(Given problem) Revise the records below so that each "placing a marker" becomes "putting a dot" and nothing else changes, and leave the pictures out of your answer.

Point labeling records

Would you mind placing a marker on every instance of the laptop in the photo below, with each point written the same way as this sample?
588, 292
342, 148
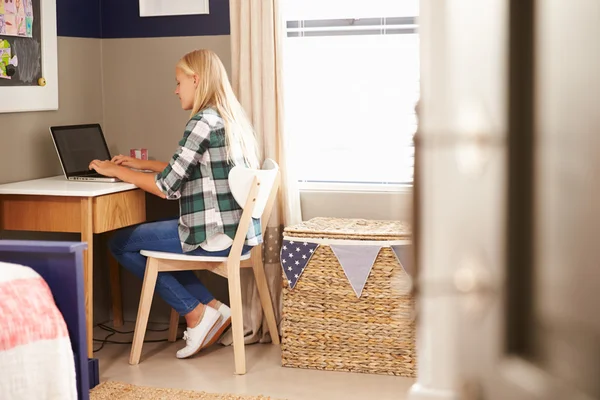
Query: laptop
77, 146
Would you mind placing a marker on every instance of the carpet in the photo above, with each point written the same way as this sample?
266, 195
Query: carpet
124, 391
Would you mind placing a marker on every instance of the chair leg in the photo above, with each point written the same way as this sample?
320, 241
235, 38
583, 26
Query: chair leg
115, 290
237, 321
264, 294
144, 310
173, 325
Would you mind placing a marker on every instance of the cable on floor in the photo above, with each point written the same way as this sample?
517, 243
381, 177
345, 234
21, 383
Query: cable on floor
113, 331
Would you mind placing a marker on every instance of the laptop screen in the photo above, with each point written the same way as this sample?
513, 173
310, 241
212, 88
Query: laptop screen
78, 145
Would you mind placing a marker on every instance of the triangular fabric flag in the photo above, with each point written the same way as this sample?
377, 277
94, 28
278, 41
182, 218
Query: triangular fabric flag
357, 262
294, 257
405, 256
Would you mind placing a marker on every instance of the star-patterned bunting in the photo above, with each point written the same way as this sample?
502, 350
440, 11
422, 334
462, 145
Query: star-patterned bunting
294, 258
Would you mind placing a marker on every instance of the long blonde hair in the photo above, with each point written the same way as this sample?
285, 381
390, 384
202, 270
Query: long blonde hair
214, 90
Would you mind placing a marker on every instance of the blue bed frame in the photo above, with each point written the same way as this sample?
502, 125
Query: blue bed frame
61, 266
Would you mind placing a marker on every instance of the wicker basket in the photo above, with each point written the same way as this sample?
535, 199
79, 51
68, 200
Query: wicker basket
325, 326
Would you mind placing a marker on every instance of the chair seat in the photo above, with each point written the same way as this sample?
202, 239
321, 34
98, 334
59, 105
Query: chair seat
184, 257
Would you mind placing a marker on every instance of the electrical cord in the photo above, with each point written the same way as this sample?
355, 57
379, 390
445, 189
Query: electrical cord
113, 331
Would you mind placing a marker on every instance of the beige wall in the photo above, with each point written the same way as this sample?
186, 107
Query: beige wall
140, 109
26, 149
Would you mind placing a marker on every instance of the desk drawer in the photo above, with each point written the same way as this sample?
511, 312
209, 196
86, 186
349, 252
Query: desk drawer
117, 210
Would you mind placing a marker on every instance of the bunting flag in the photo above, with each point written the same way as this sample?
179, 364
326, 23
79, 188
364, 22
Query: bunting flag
357, 262
294, 258
404, 254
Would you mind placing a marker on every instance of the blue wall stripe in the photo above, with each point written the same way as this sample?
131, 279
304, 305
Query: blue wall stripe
78, 18
121, 19
113, 19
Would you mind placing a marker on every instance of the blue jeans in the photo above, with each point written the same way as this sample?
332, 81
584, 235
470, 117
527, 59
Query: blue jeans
182, 290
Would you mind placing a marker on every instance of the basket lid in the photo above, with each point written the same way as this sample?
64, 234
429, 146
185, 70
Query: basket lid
355, 229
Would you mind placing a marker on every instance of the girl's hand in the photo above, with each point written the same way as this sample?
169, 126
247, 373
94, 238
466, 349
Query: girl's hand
128, 162
106, 168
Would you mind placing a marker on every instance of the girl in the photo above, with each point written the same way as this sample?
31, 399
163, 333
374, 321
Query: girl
217, 137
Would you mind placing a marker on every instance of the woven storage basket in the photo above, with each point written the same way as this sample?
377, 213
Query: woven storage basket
325, 326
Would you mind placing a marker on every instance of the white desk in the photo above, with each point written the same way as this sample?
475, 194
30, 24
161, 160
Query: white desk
57, 205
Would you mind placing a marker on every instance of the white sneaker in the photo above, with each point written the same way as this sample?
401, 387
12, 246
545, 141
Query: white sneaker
194, 337
219, 328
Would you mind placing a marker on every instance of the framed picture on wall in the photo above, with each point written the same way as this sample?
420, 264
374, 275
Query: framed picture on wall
156, 8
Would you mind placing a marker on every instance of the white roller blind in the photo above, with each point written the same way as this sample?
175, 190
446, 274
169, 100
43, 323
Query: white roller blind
351, 85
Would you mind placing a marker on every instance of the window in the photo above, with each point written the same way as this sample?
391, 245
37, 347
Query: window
351, 86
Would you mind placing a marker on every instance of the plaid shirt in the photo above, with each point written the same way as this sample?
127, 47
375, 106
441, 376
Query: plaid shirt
197, 175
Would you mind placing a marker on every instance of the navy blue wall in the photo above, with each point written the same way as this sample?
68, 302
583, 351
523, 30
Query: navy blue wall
121, 19
79, 18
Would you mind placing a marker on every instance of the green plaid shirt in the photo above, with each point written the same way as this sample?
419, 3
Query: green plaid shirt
197, 175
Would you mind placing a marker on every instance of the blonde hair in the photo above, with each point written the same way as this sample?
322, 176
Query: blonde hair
214, 90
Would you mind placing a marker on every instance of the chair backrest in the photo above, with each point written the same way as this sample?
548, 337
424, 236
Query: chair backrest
240, 182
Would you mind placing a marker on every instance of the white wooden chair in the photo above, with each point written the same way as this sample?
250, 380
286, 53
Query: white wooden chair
256, 191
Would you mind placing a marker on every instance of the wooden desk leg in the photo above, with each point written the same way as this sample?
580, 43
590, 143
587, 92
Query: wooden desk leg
87, 235
115, 290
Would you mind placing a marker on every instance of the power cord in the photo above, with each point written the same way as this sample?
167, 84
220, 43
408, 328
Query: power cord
113, 331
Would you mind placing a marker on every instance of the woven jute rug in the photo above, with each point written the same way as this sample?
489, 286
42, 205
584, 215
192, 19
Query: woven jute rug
124, 391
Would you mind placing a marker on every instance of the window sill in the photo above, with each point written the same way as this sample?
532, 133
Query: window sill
348, 187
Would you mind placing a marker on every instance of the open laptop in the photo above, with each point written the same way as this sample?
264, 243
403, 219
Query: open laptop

(Written answer)
Would you mind putting a dot on every instance of the laptop in the photo below, with each point written the same way as this sample?
588, 292
342, 148
Query: laptop
77, 146
Would you mind putting a dot on every instance of the carpet in the photo above, with each point written the same way as this sample?
266, 195
Query: carpet
124, 391
Would you mind putting a dot on every instance of the chair leg in the photo above, with each point written the same way as this sample?
320, 241
235, 38
583, 26
Query: chair leg
115, 290
237, 321
264, 294
144, 310
173, 325
Would you mind putting a dot on every instance of the cable on floor in the photo above, with each point written the same way as this sample?
517, 243
381, 177
345, 234
21, 383
Query: cable on floor
113, 331
Would you mind putting a dot on every instance of the laptop screen in the photo above, with each point written the same way as this sample?
513, 173
310, 241
212, 88
Query: laptop screen
78, 145
Would you mind putting a dot on every instance of the triangular fabric flag in the photo above, with each point written the same way as this sample?
377, 277
94, 28
278, 41
182, 218
Query: triangular fabric flag
357, 262
294, 257
405, 256
Would you mind putting a dot on every instance of the star-patterned bunting in the photo above, with each point written the same way as this sample?
502, 350
440, 11
422, 334
462, 145
Query: star-patterned bunting
294, 258
Would you mind putting a dot on every instance of the long blonde hair in the photo above, with each point written the same way as this sample?
285, 381
390, 384
202, 270
Query: long blonde hair
214, 90
Would you mind putting a dot on every instance of the blue bed frame in the photo above, with each point written the same way as this sample?
502, 125
Query: blue bed frame
61, 266
Would you mind putting a dot on every instance of the wicker basket in the photo above, with each point written the same way as this sample?
535, 199
79, 51
68, 200
Query: wicker basket
325, 326
Would you mind putting a dot on every instance of the chair seat in the photo above, with each point written the same way as this sample?
202, 239
321, 34
98, 334
59, 105
Query: chair seat
184, 257
Would you mind putting a dot on every instance of the electrical cord in the photo above, with each point written the same way as this sample?
355, 57
379, 390
445, 189
Query: electrical cord
113, 331
Would you mind putting a dot on every instance of the beige wall in the photo above, with each point written the same way as this sample?
186, 107
Query: beige wall
140, 109
26, 149
Would you mind putting a dot on every instance of the desk drawer in the photo above, with each point written the same way as this sample?
511, 312
209, 196
86, 186
349, 252
Query: desk drawer
117, 210
Would you mind putting a dot on every instance of the bunting flag in the photo above, with each point written the same way as this sample?
179, 364
326, 23
79, 188
364, 22
Query: bunting flag
357, 262
294, 258
404, 254
Would you mind putting a dot on every instance of the blue wall stripe in the photo above, with each point written the same way as this sample?
131, 279
304, 305
Query: blue wall stripe
78, 18
121, 19
113, 19
Would you mind putting a dot on every instance of the blue jeans in the photo above, with each point written the same way as this sample?
332, 81
584, 235
470, 117
527, 59
Query: blue jeans
182, 290
Would you mind putting a dot on every instance of the basket lid in the photo above, with each point written the same way as this sample?
64, 234
429, 146
185, 70
Query: basket lid
355, 229
Would you mind putting a dot on every instance of the girl's hand in the photo above, with each point written the same way as this sample?
169, 126
247, 373
94, 238
466, 349
Query: girl's hand
128, 162
106, 168
Would you mind putting a dot on every instance of the girl in the photo above, with each point written the same way as this sample?
31, 399
163, 333
374, 321
Query: girl
217, 137
Would you mind putting a dot on every instance of the woven storage basket in the photo above, with each point written the same way as this sample?
377, 213
Query: woven storage basket
325, 326
Would you mind putting a dot on every instance of the white desk in the photo above, with each point written the same way as this sample?
475, 194
30, 24
161, 160
Query: white desk
57, 205
Would you mind putting a dot on every instance of the white sneaker in the photo above, with each point written the same way as this sample?
401, 387
12, 246
545, 141
Query: white sneaker
194, 337
219, 328
Would you mind putting a dot on every instance of the framed picture on wall in the photo above, with each point written the same way as this sample?
420, 264
374, 275
Query: framed picture on wall
156, 8
Would you mind putting a dot on every instance of the white roller blind in the photo above, with each point written the same way as this sample?
175, 190
446, 274
169, 100
43, 323
Query: white roller blind
351, 85
Would you mind putting a dot on every instance of the window in the photo above, with each point written the same way as this sample?
391, 245
37, 347
Query: window
351, 86
Would you mind putting a dot on every instance of the plaid shirt in the photo above, with each point written the same way as this sample?
127, 47
375, 106
441, 376
Query: plaid shirt
197, 175
Would you mind putting a dot on every instance of the navy blue wall in the photo above, with each point written the same way as this sample?
68, 302
583, 351
523, 30
Query: navy blue wall
121, 19
79, 18
Would you mind putting a dot on every instance of the green plaid shirt in the photo above, with each point written the same way as this sample?
419, 3
Query: green plaid shirt
197, 175
Would you mind putting a dot on every instance of the blonde hair in the photo above, with each point written the same way as this sample?
322, 176
Query: blonde hair
214, 90
Would you mind putting a dot on every instance of the chair backrest in the photo above, with each point written the same way as this sample?
548, 337
424, 236
Query: chair backrest
240, 182
Would you mind putting a dot on every instance of the white wooden chair in the photo above, with each point written the same way as this sample?
250, 380
286, 53
Query: white wooden chair
256, 191
Would you mind putting a dot on every instance of the wooden desk leg in the photo above, with each point written the same way as this sample?
580, 43
590, 143
587, 92
Query: wooden desk leg
87, 235
115, 290
Would you mind putting a dot on every instance of the power cord in the photo above, with each point written the same way as this sample?
167, 84
220, 43
408, 328
Query: power cord
113, 331
Would you mind putting a dot on every instance of the woven jute rug in the photo above, with each point written the same way as this sample?
489, 286
42, 205
584, 215
192, 19
Query: woven jute rug
124, 391
Would you mind putting a dot on every instance of the window sill in the photo above, with each point written the same way as this sample?
532, 133
Query: window sill
348, 187
Would you mind putting a dot on every instance of the open laptop in the photo above, with each point written the same way as this sample?
264, 243
403, 219
Query: open laptop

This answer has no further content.